**DATA UNDER STUDY**
>>>>>

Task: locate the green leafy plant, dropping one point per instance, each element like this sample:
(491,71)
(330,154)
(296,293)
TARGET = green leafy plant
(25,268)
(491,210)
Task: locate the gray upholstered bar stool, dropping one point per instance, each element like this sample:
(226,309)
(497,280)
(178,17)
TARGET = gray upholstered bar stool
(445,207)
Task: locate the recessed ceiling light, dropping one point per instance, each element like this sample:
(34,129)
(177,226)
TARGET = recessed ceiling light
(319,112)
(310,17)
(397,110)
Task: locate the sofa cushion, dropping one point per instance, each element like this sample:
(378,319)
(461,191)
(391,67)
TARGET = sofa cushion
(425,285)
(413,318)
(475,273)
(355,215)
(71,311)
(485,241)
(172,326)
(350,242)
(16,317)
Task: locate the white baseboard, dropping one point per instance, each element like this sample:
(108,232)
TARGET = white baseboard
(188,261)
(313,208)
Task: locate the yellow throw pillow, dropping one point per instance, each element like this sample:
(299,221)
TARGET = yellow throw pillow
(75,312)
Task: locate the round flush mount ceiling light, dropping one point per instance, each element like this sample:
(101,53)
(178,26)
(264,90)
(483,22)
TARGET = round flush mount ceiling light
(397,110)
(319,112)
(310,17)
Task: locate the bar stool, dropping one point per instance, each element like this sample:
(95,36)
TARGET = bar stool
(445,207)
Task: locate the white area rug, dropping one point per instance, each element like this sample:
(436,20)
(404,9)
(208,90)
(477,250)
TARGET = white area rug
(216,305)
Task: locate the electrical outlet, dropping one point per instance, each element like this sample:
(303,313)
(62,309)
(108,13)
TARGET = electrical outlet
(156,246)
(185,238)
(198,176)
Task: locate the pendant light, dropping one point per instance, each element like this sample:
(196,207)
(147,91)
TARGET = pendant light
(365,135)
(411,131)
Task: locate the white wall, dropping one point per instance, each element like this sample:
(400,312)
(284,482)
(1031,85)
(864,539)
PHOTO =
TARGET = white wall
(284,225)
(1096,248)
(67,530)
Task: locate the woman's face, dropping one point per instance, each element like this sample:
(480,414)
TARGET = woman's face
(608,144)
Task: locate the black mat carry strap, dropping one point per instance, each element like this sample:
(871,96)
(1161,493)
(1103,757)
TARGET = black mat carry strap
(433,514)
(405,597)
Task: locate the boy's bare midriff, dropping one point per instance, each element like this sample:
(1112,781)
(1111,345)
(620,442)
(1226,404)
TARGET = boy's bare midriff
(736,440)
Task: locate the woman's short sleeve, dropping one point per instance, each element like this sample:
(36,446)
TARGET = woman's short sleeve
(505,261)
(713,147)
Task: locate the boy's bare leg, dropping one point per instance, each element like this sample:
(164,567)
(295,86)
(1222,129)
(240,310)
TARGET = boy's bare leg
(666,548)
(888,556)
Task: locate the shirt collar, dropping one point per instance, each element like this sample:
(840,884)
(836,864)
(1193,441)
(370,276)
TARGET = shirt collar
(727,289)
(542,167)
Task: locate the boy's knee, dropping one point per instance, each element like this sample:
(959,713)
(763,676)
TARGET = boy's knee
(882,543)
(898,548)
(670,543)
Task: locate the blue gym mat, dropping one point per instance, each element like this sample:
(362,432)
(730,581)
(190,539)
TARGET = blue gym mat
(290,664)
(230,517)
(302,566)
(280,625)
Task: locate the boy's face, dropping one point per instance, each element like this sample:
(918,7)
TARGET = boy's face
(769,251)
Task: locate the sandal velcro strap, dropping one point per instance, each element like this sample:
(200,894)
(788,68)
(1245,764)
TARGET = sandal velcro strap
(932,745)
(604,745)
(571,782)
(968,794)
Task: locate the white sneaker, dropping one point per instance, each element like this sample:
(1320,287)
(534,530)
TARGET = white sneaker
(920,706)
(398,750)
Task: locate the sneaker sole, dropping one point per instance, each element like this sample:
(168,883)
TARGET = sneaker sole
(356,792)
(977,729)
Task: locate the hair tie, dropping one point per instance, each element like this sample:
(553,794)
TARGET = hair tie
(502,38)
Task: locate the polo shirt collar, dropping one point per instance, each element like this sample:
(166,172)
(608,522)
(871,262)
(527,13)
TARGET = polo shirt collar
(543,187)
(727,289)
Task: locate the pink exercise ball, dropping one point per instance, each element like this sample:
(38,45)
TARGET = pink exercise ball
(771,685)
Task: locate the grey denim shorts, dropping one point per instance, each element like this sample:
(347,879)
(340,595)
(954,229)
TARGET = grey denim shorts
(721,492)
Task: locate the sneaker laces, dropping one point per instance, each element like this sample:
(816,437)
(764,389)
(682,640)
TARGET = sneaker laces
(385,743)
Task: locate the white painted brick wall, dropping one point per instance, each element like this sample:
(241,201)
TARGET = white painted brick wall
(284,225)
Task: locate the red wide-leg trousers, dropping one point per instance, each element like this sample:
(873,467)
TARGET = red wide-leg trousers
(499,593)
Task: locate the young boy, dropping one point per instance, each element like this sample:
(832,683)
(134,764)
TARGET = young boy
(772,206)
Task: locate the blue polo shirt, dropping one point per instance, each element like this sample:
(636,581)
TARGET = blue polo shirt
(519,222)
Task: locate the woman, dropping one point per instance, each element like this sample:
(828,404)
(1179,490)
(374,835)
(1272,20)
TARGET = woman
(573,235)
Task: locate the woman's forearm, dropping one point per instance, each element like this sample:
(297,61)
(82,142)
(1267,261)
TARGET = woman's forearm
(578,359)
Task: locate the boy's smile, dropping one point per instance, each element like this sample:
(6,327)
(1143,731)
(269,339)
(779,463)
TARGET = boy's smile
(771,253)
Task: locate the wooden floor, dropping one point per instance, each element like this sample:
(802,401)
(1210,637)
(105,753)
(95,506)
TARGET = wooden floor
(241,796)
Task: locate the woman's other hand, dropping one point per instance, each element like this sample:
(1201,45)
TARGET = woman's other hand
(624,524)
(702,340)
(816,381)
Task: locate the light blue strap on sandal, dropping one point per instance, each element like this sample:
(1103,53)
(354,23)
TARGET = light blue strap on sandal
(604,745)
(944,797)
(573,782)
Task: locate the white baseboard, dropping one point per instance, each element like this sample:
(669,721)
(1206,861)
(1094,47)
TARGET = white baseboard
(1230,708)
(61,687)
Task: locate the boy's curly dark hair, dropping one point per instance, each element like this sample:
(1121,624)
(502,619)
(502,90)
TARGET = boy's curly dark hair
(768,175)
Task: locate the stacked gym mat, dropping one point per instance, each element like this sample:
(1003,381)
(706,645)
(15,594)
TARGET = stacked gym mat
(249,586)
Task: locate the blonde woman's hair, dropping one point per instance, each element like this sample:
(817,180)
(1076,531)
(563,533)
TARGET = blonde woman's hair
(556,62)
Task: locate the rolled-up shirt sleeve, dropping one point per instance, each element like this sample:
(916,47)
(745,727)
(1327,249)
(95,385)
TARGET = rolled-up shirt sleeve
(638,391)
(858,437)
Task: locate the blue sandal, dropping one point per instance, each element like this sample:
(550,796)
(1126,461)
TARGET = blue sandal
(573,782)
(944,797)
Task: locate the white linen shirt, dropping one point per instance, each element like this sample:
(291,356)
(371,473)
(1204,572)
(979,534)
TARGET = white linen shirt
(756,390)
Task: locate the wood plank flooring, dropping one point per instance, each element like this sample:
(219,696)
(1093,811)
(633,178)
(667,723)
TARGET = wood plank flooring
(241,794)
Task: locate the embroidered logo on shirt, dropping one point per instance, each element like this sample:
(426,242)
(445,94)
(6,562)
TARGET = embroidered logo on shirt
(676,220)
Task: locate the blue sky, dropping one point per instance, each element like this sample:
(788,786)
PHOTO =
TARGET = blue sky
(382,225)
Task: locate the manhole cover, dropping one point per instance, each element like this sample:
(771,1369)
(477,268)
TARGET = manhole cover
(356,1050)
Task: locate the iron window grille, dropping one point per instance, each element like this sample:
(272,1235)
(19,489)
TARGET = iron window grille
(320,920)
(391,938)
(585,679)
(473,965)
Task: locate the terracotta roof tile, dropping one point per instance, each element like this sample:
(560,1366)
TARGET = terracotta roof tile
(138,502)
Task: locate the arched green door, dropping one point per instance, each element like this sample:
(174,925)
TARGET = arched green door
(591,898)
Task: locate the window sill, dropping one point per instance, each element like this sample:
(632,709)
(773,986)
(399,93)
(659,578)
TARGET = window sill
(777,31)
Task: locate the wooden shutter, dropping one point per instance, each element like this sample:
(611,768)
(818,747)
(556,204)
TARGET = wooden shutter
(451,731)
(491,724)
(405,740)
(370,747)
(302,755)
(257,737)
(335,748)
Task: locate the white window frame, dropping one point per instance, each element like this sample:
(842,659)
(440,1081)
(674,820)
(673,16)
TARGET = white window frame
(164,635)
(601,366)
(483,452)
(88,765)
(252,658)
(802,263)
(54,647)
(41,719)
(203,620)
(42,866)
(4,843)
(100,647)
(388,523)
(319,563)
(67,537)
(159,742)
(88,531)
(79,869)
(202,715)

<<<<<

**TASK BRIEF**
Take the listing above and repeat exactly the lines from the one containing "Task: locate the wooden floor, dropping" through the one containing "Task: locate the blue sandal, dropping", both included.

**OUTPUT**
Task: locate the wooden floor, dropping one point per instance, each element like this sample:
(802,401)
(1210,637)
(105,753)
(95,506)
TARGET = wooden floor
(241,796)
Task: locate the woman's other hand, dropping one point per instance, each element like this sample:
(1201,45)
TARGET = woman's other hand
(624,524)
(702,340)
(816,381)
Task: locate the light blue strap on sandal, dropping one point per instance, each element like this sample:
(1103,53)
(354,23)
TARGET = light blue strap on sandal
(604,745)
(944,797)
(573,782)
Task: locate the white baseboard, dropping one point per instance, each element like this sample:
(669,721)
(1206,861)
(1094,47)
TARGET = white baseboard
(1230,708)
(61,687)
Task: locate the boy's curly dark hair, dropping one point per instance, each element like this sample:
(1121,624)
(502,619)
(502,90)
TARGET = boy's curly dark hair
(768,175)
Task: locate the stacked gym mat, dropping one point per instance, each element like this sample:
(1003,381)
(706,645)
(15,594)
TARGET = stacked gym mat
(249,586)
Task: locate the blonde woman's hair, dropping one point per instance, each element like this sample:
(817,180)
(1076,531)
(563,533)
TARGET = blonde woman's hair
(556,62)
Task: locate the rolled-up shirt sleeve, dropping one point per instance, each element like this sample:
(916,47)
(745,727)
(1327,249)
(95,385)
TARGET = rolled-up shirt sleeve
(638,391)
(858,437)
Task: locate the blue sandal, dropping one point per instance, each element like this sample:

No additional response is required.